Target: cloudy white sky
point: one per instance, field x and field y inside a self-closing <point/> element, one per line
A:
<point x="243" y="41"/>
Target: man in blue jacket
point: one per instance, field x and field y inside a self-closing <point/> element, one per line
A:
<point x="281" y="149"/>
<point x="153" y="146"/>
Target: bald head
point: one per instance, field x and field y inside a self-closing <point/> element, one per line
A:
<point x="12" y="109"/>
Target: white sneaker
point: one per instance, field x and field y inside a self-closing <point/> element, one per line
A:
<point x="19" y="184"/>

_What the exercise asks_
Please copy every one of the items above, keeping each line unchanged.

_Answer_
Target: cloudy white sky
point: one per instance, field x and field y inside a self-closing <point/> element, one per line
A:
<point x="243" y="41"/>
Target: man in blue jacket
point: one per instance, field x and field y inside a self-closing <point/> element, one per line
A:
<point x="281" y="149"/>
<point x="153" y="146"/>
Target: bald head
point: one per instance, field x and field y inside a self-closing <point/> element, one per line
A:
<point x="12" y="109"/>
Target: white sneaker
point: one per instance, field x and field y inside a self-closing <point/> element, one per line
A:
<point x="19" y="184"/>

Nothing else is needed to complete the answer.